• 課題:
**1.** やきものの文書について、次の問いに答えてください。
(a) 土器は約何度で焼成されますか。
(b) せっ器はどの英語の日本語訳ですか。
(c) 陶器に使われるのはどんな土ですか。
**2.** 記録のうち、「[tag] blurred greenery: a pin per instance」を含む行から始めて記録の最後の行まで、「wooden」を「bamboo」に置き換えて書き直してください。ほかはすべてそのままにします。
+++ 文書 +++
1.やきものとは
やきものとは土を練って形を作り、焼き固めたものです。材料の土の種類、焼成した素地(きじ)の硬度、密度、吸水性、釉薬(ゆうやく)の有無などの物理的条件によって、土器、せっ器、陶器、磁器に大別されます。しかしこの分類の基準は厳密なものではなく、中国、日本、韓国、欧米で大きく認識の異なる点もあります。
土器
粘土を成形して施釉をせずに約700~800度の低温で焼成したやきものです。そのためにもろく吸水性が高い(10%以上)ですが、耐火性は高いので煮炊きや貯蔵には適しています。中国の紅陶、彩陶、日本の縄文土器、弥生土器などが代表例です。中国では、このような特徴をもつやきものにたいして、陶器という名称をあてています。
せっ器
英語のstonewareの日本語訳で、粘土を成形し、1200~1300度の高温で焼成したものです。欧米では、釉薬の有無を問わず、素地が白くない硬質のやきものの総称として用いられ、青磁も含んでいます。日本では主に備前、信楽、常滑などの無釉焼締め陶をさしていいます。
陶器
若干のガラス質(珪酸)を含んだ陶土を使用し、施釉をして約800~900度から1200度で焼成した堅いやきものをいいます。日本では須恵器と、備前、信楽、常滑などの焼締め陶を合わせて広義の陶器として分類することもあります。
+++ データ記録 +++
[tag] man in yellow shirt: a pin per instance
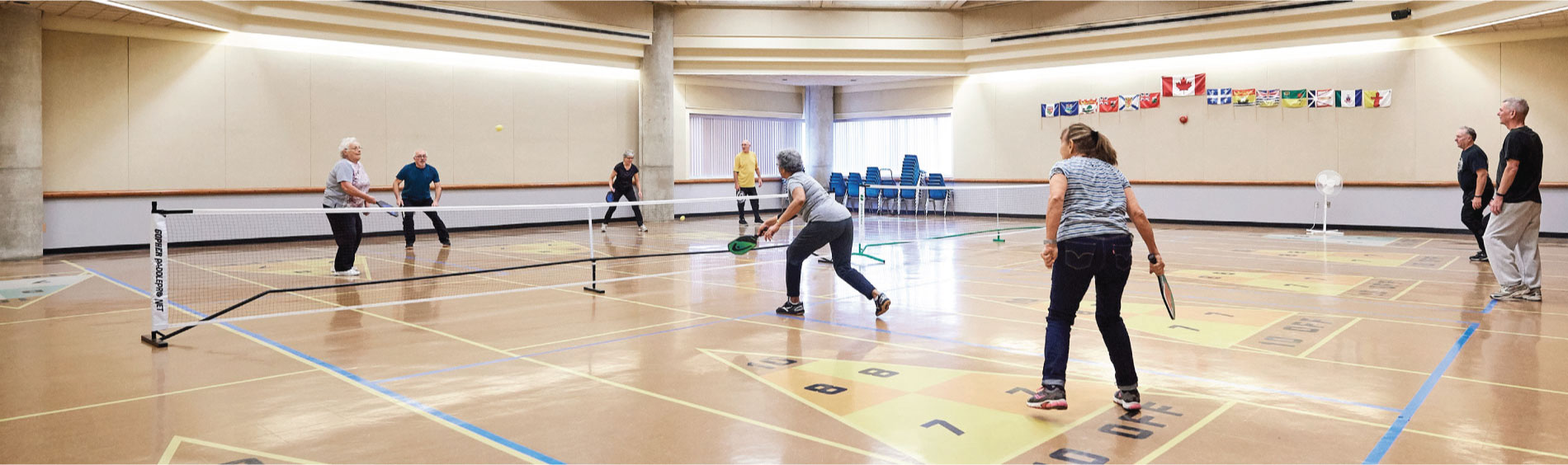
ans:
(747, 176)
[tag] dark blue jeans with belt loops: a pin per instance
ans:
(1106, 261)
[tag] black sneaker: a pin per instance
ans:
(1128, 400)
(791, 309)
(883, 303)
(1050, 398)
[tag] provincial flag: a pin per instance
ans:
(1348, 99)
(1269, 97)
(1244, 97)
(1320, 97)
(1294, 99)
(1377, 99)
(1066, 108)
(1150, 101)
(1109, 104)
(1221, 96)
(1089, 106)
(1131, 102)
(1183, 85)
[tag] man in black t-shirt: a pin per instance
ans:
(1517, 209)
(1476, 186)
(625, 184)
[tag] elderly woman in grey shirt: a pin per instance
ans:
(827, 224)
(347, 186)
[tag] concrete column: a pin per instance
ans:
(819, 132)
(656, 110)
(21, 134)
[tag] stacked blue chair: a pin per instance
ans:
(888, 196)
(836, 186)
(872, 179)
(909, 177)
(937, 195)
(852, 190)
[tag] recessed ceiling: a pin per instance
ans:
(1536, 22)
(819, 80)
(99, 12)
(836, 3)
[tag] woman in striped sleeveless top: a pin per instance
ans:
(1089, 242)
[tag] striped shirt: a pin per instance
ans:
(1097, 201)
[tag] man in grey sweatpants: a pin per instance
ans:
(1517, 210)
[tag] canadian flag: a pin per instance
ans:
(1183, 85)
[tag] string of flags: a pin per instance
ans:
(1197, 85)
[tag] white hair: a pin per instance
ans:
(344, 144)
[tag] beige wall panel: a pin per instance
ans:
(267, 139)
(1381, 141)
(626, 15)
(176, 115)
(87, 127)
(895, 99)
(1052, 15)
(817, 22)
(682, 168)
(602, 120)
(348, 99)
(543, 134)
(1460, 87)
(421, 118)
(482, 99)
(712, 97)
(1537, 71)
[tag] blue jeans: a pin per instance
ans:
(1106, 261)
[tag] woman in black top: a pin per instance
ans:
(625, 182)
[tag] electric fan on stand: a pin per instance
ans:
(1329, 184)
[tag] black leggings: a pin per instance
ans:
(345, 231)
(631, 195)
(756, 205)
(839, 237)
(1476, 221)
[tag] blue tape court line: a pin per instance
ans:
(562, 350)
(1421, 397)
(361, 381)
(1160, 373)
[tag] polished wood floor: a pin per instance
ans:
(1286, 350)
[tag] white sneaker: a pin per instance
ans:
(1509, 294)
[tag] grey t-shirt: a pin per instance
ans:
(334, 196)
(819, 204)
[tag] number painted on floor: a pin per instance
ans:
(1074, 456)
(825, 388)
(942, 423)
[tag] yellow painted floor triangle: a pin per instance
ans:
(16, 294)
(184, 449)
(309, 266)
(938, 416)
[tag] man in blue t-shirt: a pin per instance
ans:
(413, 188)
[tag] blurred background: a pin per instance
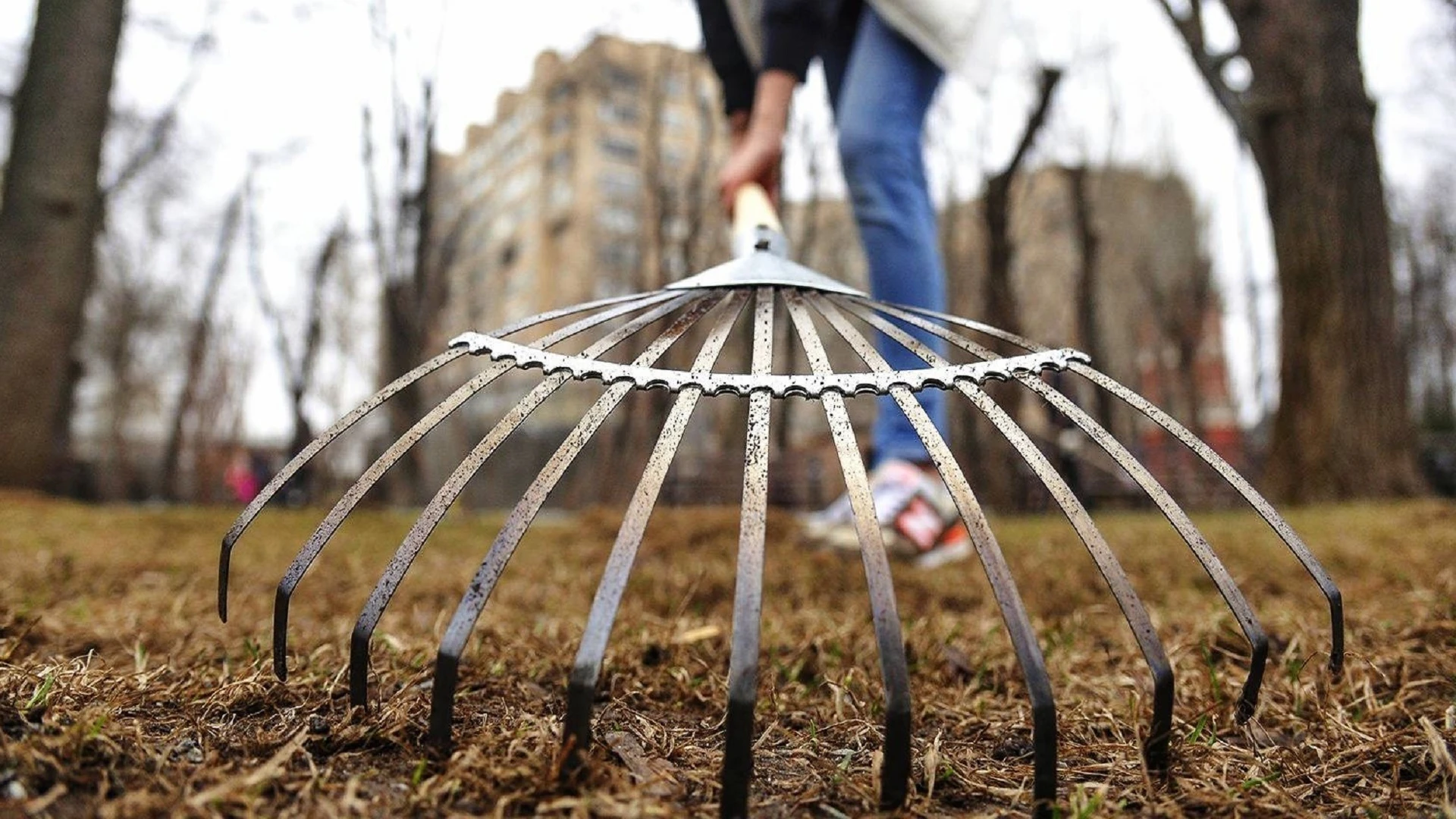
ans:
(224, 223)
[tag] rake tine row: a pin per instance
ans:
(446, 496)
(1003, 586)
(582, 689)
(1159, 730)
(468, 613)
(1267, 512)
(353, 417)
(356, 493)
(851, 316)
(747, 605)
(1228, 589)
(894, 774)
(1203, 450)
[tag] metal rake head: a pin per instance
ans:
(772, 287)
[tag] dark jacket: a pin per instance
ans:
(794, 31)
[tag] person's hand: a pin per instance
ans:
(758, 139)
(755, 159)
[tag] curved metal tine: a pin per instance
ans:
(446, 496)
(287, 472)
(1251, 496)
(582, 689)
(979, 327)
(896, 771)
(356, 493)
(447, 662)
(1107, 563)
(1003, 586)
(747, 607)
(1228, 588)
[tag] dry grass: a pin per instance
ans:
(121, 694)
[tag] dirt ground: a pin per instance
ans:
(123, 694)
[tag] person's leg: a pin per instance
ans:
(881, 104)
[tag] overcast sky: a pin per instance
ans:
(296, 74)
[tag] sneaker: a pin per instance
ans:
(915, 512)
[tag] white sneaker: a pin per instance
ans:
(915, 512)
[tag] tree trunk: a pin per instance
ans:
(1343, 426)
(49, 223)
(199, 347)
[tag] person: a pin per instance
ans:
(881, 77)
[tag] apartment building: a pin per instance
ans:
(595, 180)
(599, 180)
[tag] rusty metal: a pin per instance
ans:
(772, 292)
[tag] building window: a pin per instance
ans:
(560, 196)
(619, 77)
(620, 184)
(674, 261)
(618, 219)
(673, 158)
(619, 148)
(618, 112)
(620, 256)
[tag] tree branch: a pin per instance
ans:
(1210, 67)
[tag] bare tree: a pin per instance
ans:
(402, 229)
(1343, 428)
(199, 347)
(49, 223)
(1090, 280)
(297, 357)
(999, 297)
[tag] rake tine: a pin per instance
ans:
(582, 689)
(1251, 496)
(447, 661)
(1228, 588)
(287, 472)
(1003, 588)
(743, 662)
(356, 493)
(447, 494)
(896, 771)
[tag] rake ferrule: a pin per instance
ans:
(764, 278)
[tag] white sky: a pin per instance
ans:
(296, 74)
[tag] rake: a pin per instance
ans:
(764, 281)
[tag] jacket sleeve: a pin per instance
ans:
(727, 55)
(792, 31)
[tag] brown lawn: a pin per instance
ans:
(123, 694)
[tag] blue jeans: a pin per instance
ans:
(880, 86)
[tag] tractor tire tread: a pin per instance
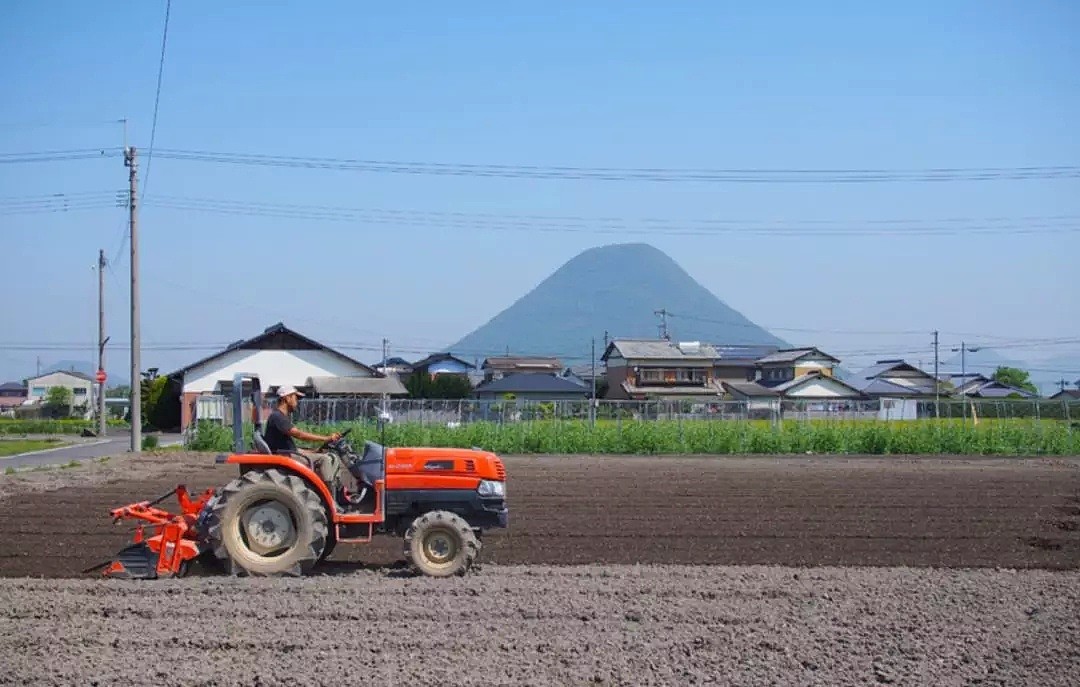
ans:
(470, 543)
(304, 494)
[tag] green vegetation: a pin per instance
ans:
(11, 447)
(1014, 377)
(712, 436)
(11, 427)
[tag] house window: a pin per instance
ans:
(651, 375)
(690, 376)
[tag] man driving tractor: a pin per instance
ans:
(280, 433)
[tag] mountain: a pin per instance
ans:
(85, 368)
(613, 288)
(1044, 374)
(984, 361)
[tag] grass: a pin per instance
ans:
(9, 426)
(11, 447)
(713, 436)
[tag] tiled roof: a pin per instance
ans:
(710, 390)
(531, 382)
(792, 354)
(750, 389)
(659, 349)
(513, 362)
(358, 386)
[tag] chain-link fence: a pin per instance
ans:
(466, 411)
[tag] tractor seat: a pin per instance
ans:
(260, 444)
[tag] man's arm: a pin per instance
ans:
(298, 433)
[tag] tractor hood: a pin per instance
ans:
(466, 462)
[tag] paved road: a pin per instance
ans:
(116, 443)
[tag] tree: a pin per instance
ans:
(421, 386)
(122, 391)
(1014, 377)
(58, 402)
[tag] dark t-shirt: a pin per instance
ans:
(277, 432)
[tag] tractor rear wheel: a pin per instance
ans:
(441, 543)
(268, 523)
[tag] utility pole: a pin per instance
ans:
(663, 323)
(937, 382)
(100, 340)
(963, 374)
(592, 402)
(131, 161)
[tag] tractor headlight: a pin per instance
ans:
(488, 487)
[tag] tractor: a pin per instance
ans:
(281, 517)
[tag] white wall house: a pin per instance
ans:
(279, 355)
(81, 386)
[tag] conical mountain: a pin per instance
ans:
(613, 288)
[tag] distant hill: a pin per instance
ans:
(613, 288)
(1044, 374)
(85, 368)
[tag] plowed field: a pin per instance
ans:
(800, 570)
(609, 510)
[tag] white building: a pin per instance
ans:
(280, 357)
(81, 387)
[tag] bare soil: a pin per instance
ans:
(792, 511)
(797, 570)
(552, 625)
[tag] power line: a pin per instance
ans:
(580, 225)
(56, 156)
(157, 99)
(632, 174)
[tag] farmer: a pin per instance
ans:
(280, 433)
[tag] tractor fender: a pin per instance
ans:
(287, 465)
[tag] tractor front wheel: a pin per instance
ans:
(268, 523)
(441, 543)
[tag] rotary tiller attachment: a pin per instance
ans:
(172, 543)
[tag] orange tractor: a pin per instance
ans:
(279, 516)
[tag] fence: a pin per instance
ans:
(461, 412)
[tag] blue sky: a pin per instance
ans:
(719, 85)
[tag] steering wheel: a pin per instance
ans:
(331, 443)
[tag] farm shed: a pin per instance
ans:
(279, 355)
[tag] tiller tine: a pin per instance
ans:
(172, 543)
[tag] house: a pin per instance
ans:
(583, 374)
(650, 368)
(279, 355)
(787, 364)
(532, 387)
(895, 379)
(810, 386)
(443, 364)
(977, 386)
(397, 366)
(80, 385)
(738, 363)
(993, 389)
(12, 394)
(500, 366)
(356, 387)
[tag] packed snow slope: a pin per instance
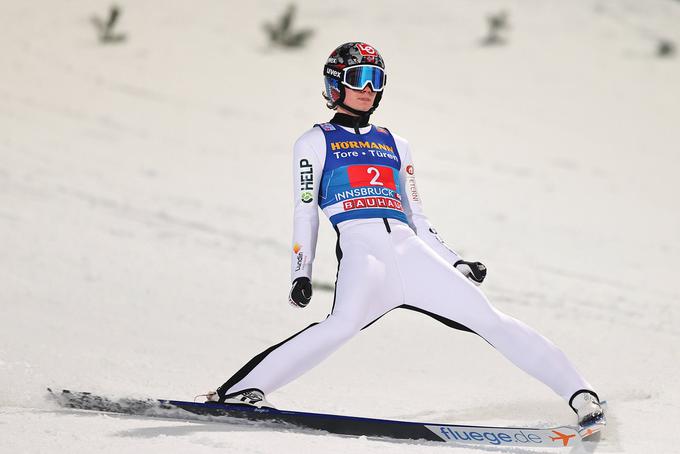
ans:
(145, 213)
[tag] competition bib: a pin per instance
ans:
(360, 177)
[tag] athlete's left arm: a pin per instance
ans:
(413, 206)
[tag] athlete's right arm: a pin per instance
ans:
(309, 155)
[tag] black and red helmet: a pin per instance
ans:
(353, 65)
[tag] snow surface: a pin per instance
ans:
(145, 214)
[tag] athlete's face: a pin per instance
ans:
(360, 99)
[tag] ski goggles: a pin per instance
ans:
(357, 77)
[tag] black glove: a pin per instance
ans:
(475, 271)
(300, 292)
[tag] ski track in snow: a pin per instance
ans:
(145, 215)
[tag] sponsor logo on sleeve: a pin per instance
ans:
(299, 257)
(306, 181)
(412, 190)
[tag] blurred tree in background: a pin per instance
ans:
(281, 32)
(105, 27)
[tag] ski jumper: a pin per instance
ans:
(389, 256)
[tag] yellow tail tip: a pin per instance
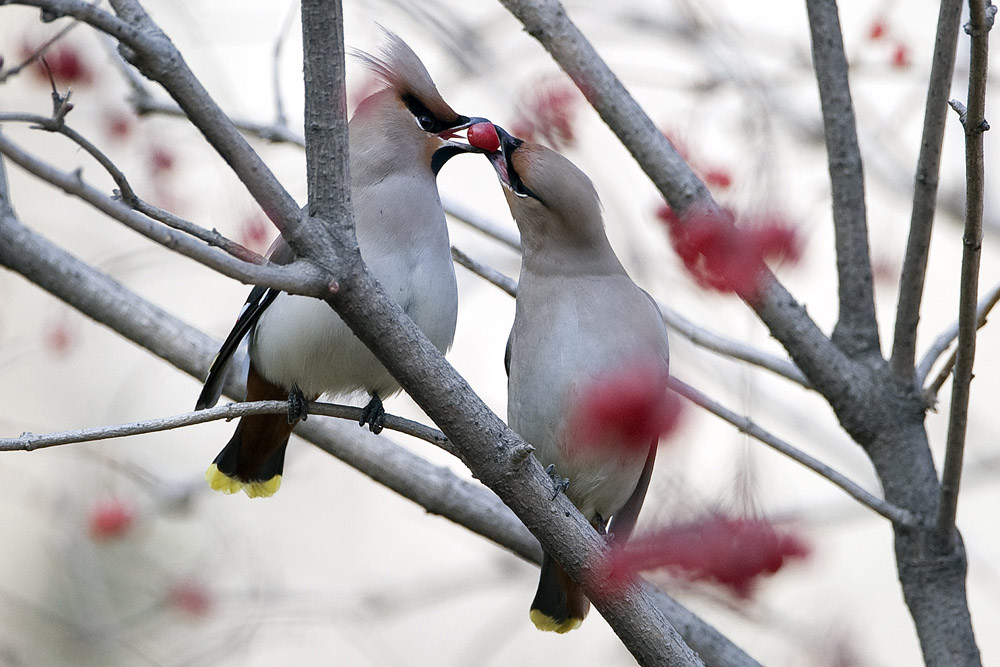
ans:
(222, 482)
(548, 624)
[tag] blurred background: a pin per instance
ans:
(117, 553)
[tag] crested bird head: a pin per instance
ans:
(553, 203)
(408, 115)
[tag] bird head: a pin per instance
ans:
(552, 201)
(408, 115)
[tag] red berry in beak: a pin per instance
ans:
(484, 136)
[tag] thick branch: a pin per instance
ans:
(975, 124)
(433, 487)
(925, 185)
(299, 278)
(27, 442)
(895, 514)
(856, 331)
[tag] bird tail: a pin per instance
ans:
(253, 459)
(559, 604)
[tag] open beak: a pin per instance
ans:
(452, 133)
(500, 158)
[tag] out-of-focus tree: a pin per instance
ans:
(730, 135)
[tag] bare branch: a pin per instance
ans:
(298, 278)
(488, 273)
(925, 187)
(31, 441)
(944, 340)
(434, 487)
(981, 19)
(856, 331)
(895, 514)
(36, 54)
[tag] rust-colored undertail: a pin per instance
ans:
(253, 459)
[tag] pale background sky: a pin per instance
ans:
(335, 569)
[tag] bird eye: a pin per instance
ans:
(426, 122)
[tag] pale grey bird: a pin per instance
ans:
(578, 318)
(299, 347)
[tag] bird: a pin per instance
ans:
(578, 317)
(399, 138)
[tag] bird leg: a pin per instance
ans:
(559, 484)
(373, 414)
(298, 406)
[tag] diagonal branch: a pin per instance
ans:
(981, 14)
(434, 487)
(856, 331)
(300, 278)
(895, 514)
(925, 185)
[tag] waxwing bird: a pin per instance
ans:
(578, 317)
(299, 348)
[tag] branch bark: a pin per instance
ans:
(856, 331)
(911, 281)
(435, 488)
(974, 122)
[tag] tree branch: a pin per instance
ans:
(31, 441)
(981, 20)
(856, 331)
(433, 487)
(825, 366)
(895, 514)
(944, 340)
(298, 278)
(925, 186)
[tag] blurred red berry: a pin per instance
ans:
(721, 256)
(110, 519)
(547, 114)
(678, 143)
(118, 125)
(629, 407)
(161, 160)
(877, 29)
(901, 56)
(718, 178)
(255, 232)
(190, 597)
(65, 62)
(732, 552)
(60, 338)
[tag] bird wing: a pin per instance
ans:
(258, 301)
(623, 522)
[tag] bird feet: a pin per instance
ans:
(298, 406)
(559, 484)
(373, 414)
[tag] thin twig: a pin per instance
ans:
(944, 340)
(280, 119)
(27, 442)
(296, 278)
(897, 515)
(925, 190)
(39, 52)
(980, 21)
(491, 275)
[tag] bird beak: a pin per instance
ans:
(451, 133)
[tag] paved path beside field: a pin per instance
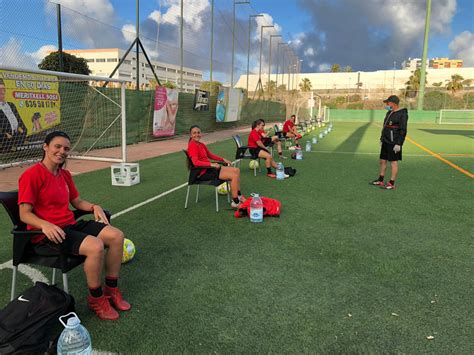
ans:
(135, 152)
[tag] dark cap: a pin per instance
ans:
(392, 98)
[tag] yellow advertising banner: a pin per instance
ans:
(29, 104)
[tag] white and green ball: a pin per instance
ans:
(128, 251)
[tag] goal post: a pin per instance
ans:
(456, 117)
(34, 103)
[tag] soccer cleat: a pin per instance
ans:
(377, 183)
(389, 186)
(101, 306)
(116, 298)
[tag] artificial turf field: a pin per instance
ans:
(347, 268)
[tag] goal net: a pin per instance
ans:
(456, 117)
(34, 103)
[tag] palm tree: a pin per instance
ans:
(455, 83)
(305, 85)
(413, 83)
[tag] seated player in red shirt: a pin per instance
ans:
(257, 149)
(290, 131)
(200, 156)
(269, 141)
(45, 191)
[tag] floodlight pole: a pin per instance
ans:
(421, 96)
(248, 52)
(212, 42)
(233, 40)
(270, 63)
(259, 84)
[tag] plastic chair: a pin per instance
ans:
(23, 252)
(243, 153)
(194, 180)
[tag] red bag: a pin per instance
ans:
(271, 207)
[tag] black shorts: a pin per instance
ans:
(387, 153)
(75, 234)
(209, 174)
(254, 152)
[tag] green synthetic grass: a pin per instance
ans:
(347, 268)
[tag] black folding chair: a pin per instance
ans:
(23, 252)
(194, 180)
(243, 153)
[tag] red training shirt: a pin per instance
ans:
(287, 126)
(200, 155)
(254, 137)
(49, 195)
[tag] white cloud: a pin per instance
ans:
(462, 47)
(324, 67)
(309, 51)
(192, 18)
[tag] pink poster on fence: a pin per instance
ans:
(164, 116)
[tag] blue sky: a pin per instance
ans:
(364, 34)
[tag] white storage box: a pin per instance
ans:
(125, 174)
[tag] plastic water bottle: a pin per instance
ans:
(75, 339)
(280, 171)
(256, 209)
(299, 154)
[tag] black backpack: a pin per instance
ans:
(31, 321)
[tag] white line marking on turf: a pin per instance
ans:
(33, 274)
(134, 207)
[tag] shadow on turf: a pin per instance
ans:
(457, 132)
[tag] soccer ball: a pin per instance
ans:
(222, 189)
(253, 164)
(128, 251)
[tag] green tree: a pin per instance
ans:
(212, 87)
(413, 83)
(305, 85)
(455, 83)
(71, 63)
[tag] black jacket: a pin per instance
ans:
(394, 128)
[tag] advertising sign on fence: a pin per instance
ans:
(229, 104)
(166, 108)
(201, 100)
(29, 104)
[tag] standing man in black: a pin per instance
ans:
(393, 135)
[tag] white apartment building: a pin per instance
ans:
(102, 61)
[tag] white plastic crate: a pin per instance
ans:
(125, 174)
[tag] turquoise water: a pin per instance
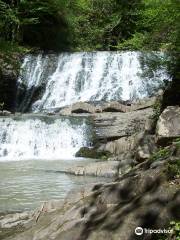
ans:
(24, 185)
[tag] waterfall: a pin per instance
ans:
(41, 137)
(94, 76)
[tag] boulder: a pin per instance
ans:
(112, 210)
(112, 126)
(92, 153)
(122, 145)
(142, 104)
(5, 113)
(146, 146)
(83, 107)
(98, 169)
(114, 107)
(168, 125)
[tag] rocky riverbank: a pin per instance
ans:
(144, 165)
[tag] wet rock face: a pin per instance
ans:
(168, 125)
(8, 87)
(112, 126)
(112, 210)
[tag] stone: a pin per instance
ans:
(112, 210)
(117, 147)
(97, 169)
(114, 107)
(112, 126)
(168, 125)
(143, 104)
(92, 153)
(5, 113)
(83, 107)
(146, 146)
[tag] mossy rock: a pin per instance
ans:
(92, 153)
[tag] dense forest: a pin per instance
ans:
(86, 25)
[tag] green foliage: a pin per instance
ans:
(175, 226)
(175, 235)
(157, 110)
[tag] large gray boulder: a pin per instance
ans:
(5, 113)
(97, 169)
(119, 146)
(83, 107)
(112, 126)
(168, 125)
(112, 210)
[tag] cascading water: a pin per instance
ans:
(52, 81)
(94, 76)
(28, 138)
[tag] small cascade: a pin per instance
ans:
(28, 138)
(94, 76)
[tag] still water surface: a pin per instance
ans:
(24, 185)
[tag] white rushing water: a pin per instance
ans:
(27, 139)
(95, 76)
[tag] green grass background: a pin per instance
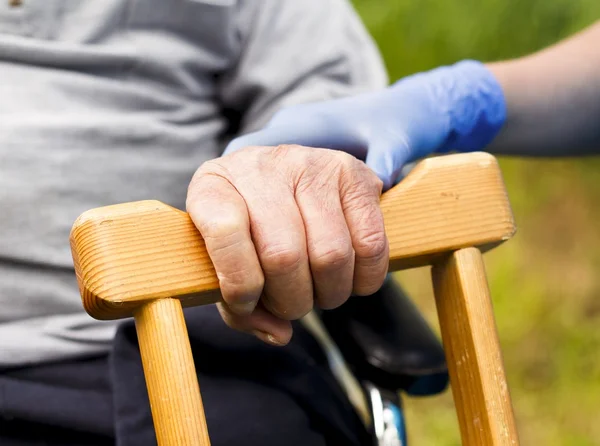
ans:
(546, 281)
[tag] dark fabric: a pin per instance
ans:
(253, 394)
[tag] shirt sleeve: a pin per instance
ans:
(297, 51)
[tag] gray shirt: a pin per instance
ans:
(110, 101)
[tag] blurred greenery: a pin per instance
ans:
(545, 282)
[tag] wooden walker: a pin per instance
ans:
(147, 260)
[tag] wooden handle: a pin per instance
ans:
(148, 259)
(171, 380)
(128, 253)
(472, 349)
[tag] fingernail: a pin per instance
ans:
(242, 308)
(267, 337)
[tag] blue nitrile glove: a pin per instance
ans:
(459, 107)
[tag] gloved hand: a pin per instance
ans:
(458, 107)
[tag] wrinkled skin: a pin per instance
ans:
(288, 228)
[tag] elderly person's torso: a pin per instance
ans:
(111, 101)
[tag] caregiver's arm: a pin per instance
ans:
+++
• 解答一覧:
**1.**
(a) 約700~800度
(b) stoneware
(c) 若干のガラス質(珪酸)を含んだ陶土

**2.**
[tag] blurred greenery: a pin per instance
ans:
(545, 282)
[tag] bamboo walker: a pin per instance
ans:
(147, 260)
[tag] bamboo handle: a pin per instance
ans:
(148, 259)
(171, 380)
(128, 253)
(472, 349)
[tag] fingernail: a pin per instance
ans:
(242, 308)
(267, 337)
[tag] blue nitrile glove: a pin per instance
ans:
(459, 107)
[tag] gloved hand: a pin per instance
ans:
(458, 107)
[tag] wrinkled skin: a pin per instance
ans:
(288, 228)
[tag] elderly person's torso: a pin per instance
ans:
(111, 101)
[tag] caregiver's arm: a pin per instance
ans:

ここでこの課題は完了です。